## WHAT THE TASK REQUIRES
Write out the listing below again, precisely as it is given.

****************************************

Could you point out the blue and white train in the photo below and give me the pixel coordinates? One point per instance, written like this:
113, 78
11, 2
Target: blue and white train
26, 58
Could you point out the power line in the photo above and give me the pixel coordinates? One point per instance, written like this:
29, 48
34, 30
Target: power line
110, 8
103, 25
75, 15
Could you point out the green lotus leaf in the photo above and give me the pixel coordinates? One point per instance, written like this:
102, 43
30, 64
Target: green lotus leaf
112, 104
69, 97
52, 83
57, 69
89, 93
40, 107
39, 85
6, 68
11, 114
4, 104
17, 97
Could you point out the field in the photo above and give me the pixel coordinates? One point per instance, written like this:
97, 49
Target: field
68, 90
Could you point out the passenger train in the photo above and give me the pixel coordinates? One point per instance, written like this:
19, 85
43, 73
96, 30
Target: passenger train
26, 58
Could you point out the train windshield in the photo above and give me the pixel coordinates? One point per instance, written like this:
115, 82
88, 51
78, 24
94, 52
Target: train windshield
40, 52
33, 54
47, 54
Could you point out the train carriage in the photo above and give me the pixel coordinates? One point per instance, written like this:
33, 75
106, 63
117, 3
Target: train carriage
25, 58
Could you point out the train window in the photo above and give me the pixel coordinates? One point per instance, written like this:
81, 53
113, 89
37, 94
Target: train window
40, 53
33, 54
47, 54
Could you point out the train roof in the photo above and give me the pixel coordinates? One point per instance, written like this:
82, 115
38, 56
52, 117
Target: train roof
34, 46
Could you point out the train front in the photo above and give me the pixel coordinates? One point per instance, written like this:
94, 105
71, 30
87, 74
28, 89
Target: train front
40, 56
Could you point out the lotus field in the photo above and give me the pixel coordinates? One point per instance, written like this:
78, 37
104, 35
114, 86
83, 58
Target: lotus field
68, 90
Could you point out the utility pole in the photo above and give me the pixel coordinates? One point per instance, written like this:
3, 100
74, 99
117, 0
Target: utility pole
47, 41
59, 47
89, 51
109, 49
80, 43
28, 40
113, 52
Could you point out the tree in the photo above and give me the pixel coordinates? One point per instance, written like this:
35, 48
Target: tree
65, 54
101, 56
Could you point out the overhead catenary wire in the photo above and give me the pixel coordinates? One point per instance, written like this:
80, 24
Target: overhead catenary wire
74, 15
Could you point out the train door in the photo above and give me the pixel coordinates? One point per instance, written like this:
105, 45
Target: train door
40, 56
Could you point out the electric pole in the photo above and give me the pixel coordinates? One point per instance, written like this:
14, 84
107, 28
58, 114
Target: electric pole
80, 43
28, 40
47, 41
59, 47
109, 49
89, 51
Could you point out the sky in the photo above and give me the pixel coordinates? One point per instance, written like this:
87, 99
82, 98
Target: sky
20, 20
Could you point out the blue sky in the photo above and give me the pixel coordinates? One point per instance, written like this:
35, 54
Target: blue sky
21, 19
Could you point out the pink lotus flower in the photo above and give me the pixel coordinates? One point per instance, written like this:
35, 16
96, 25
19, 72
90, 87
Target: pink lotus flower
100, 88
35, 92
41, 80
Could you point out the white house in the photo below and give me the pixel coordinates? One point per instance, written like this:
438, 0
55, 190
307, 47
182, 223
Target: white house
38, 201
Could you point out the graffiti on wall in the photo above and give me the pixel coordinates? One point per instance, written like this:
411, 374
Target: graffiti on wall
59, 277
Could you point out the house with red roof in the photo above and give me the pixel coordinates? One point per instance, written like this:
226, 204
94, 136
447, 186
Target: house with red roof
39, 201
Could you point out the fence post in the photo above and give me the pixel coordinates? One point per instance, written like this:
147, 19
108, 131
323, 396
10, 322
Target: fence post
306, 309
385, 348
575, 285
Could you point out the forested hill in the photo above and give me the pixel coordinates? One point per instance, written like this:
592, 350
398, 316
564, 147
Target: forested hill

****************************************

## SOLUTION TO THE EXERCISE
Could you point out the blue and white train in the photo below and give me the pixel coordinates? One point per instance, written like this:
113, 78
11, 2
Target: blue and white train
26, 58
Could you point out the power line in the photo above and give me the pixel coordinates? One point per instance, written like this:
29, 48
34, 30
Target: power line
110, 8
103, 25
75, 15
Could you point out the green lotus leaf in the photo above and give me the pixel coordinates? One point per instance, written like this:
102, 43
30, 64
Target: green lotus leaf
112, 104
69, 97
52, 83
57, 69
89, 93
40, 107
39, 85
6, 68
11, 114
4, 104
17, 97
Could you point out the field in the photo above and give me the pixel coordinates? One point per instance, written like this:
97, 49
Target: field
68, 90
Could you point out the passenger train in the photo above and give me the pixel coordinates? One point per instance, written like this:
19, 85
43, 73
96, 30
Target: passenger train
26, 58
Could you point out the train windshield in the photo above and give me the pixel coordinates? One point per instance, written like this:
115, 82
88, 51
78, 24
94, 52
Target: train windshield
40, 52
33, 54
47, 54
Could you point out the train carriage in the photo above and give me the pixel coordinates? One point per instance, written like this:
33, 75
106, 63
117, 3
Target: train carriage
25, 58
Could you point out the train window in the photo above and give me the pixel coordinates? One point per instance, written like this:
81, 53
113, 89
37, 94
Target: train window
40, 53
33, 54
47, 54
Could you point out the train roof in the photo above and give me the pixel coordinates? One point per instance, written like this:
82, 115
38, 56
52, 117
Target: train roof
34, 46
Could you point out the train front in the photo above and give me the pixel coordinates? One point per instance, written like this:
94, 105
71, 30
87, 74
28, 89
Target: train front
40, 56
Could you point out the lotus field in the photo above and give me the pixel coordinates? One point per instance, written like this:
78, 37
104, 35
114, 86
83, 58
Target: lotus field
68, 90
Could you point out the utility pole in the photo above and give me the pixel coordinates? One point per instance, written like this:
3, 100
74, 99
117, 0
Target: utility pole
47, 41
59, 47
89, 51
109, 49
80, 43
28, 40
113, 52
Could you point out the tree in the photo above and give me the pixel coordinates? One point per instance, written like this:
35, 48
Target: tree
65, 54
101, 56
Could you point out the overhead catenary wire in the photo above and give me the pixel coordinates? One point per instance, written like this:
80, 24
Target: overhead catenary wire
74, 15
Could you point out the train door in the photo above and give me the pixel coordinates? One point per instance, written like this:
105, 45
Target: train door
40, 56
Could you point out the electric pole in the photo above and give me the pixel coordinates? One point per instance, written like this:
14, 84
107, 28
58, 114
Target: electric pole
80, 43
28, 40
47, 41
59, 47
109, 49
89, 51
Could you point out the sky in the photo above and give me the pixel coordinates? One point per instance, written like this:
87, 99
82, 98
Target: sky
20, 20
Could you point out the blue sky in the photo above and give me the pixel coordinates? One point per instance, written like this:
35, 54
Target: blue sky
21, 19
Could you point out the pink lotus flower in the photo above and give me the pixel coordinates? One point per instance, written like this:
35, 16
96, 25
19, 72
90, 87
Target: pink lotus flower
100, 88
35, 92
41, 80
Could you point out the white house in the photo below and give me the pixel coordinates? One point per instance, written like this:
438, 0
55, 190
307, 47
182, 223
Target: white house
38, 201
Could you point out the graffiti on wall in the photo above and give me the pixel coordinates? One point per instance, written like this:
411, 374
Target: graffiti on wall
59, 277
Could you point out the house with red roof in the photo above and give me the pixel coordinates? One point per instance, written like this:
226, 204
94, 136
447, 186
Target: house with red roof
39, 201
Could you point out the fence post in the photo above and give me the pixel coordinates? One point per instance, written like this:
147, 19
108, 131
323, 396
10, 322
Target: fence post
306, 309
385, 348
575, 285
Could you point out the forested hill in the photo above and give me the pixel coordinates? One point per instance, written like this:
592, 350
398, 316
564, 147
Target: forested hill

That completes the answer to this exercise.